>> Begin THE RECORDS

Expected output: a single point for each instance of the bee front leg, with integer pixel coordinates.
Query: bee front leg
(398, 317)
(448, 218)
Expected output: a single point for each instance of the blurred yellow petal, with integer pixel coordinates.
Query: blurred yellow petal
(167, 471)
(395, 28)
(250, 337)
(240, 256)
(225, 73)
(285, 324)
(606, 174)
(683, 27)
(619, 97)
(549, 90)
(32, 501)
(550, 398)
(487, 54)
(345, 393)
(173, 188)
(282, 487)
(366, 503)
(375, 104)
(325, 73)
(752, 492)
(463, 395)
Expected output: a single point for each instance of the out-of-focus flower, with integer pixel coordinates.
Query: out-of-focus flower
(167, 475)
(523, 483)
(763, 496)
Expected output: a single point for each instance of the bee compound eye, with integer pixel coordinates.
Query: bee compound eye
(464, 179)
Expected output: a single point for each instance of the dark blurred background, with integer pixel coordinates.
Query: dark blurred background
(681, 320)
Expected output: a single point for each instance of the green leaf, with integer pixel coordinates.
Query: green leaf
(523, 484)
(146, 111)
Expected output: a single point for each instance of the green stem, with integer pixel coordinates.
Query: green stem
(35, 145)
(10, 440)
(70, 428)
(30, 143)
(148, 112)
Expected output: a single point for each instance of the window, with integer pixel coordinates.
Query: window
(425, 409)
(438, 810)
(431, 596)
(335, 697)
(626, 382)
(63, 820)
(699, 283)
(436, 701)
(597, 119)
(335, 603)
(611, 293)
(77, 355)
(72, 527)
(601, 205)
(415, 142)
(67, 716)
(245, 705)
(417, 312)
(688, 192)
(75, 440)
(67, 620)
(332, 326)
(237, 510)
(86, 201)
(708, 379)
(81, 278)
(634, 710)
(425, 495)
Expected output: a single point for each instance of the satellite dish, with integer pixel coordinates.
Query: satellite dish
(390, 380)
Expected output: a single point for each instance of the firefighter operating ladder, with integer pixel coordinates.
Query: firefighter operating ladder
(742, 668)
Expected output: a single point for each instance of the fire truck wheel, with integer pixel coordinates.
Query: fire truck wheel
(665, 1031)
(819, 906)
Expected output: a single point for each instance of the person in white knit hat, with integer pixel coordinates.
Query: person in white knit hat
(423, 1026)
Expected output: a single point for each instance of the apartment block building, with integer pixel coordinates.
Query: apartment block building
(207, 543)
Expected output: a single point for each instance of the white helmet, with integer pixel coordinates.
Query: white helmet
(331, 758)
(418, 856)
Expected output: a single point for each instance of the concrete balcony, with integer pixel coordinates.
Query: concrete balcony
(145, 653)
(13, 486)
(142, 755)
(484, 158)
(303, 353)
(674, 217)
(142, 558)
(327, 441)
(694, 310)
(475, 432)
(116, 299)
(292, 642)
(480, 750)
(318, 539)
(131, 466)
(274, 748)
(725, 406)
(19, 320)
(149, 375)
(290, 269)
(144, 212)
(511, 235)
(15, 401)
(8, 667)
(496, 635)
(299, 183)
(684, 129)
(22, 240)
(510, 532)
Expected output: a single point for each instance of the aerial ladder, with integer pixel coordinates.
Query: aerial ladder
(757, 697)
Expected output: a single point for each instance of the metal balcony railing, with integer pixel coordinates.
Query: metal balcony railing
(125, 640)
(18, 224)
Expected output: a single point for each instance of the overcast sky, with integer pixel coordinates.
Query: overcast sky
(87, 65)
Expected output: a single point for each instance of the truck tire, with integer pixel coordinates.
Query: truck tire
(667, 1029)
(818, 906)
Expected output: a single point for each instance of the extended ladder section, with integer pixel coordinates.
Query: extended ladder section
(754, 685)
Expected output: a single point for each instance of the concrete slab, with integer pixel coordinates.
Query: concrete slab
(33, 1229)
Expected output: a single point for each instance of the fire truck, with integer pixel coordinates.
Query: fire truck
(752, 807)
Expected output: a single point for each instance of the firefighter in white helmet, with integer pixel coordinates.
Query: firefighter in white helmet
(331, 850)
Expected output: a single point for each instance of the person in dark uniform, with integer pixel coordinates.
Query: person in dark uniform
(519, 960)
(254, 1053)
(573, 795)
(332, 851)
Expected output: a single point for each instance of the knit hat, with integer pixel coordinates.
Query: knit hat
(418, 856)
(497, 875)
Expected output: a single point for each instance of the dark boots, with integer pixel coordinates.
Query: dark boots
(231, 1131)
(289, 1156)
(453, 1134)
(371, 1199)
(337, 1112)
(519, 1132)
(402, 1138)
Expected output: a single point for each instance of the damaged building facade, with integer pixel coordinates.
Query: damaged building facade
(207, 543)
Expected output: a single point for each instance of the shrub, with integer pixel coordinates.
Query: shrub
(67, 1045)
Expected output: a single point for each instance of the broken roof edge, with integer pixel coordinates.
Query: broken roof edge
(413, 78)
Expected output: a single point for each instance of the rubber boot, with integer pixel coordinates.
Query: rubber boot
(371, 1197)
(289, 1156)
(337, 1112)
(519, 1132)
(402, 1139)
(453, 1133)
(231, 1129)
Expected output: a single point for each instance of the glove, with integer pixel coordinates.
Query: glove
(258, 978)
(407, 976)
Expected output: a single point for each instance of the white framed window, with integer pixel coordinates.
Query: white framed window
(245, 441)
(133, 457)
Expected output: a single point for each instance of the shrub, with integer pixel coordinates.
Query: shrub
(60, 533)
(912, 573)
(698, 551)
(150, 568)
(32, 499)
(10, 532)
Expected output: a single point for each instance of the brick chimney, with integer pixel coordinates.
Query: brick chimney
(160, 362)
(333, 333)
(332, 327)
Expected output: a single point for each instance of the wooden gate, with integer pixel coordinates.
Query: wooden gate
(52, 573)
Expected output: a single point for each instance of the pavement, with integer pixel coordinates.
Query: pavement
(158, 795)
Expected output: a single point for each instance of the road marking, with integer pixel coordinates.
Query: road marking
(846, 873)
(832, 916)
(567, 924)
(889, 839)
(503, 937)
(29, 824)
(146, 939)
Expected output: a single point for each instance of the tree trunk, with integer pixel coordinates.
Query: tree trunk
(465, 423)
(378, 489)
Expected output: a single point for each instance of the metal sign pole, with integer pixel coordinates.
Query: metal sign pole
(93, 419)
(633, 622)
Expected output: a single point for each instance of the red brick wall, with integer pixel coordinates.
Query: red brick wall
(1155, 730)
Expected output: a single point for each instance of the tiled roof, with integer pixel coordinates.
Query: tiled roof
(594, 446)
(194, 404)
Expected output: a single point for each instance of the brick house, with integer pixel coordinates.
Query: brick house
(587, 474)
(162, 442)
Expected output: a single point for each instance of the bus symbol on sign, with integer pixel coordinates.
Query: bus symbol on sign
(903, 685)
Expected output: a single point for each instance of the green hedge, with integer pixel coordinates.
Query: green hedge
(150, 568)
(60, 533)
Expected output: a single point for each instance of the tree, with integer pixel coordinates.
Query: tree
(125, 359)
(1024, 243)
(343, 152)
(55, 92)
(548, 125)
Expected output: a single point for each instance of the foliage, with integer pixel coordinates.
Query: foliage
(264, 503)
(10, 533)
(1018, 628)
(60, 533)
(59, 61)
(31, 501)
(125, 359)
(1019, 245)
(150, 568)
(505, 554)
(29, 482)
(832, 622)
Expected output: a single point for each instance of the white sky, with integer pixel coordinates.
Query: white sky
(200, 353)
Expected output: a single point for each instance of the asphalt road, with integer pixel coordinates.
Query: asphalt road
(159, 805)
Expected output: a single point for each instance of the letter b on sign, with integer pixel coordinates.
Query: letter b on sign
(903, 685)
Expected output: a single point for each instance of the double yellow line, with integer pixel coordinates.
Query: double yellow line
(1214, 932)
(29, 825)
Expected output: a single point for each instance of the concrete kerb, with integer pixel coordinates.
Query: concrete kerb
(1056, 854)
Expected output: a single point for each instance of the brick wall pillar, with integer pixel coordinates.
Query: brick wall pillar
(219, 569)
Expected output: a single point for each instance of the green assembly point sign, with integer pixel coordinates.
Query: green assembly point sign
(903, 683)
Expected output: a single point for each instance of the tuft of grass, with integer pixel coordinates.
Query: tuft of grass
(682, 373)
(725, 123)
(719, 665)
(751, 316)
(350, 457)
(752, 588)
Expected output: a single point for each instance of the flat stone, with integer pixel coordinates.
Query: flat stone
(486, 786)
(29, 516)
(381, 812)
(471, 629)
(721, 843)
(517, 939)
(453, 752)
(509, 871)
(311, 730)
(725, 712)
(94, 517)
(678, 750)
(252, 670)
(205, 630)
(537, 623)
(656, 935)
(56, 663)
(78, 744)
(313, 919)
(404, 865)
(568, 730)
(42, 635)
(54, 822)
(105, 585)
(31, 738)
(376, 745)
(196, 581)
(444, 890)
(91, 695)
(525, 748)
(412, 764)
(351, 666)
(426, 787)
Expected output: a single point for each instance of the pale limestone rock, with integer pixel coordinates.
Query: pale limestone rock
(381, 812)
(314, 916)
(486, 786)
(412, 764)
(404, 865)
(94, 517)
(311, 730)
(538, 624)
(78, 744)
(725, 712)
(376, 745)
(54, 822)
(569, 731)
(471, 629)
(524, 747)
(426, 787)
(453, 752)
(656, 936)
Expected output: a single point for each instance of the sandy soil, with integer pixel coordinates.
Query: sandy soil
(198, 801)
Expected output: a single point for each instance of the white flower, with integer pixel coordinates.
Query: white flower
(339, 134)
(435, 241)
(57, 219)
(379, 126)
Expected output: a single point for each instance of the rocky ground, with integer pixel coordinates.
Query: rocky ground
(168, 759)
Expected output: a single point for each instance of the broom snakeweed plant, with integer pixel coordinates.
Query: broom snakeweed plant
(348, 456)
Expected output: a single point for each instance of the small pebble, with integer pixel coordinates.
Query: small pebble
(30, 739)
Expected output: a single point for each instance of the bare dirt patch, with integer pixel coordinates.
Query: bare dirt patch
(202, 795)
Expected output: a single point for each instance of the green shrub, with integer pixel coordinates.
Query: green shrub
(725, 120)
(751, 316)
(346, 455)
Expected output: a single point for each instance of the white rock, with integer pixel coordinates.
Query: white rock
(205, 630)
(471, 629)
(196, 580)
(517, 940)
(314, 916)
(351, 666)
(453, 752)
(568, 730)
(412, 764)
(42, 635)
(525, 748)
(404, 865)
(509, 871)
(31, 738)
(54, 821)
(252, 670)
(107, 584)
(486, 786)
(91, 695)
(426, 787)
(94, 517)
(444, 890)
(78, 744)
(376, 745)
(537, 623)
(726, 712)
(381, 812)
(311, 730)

>> End THE RECORDS

Place the lines of the items, from the line containing "white rock, with integer pixel coordinates." through the last line of the items inclusive, into a JSON list of strings, with one string per line and any blank lines omitted.

[
  "Expected output: a single point for each instance of the white rock, with integer pixel coordinates.",
  "Query: white rock",
  "(205, 630)",
  "(471, 629)",
  "(196, 580)",
  "(517, 940)",
  "(314, 916)",
  "(351, 666)",
  "(453, 752)",
  "(568, 730)",
  "(412, 764)",
  "(42, 635)",
  "(525, 748)",
  "(404, 865)",
  "(509, 871)",
  "(31, 738)",
  "(54, 821)",
  "(252, 670)",
  "(107, 584)",
  "(486, 786)",
  "(91, 695)",
  "(426, 787)",
  "(94, 517)",
  "(444, 890)",
  "(78, 744)",
  "(376, 745)",
  "(537, 623)",
  "(726, 712)",
  "(381, 812)",
  "(311, 730)"
]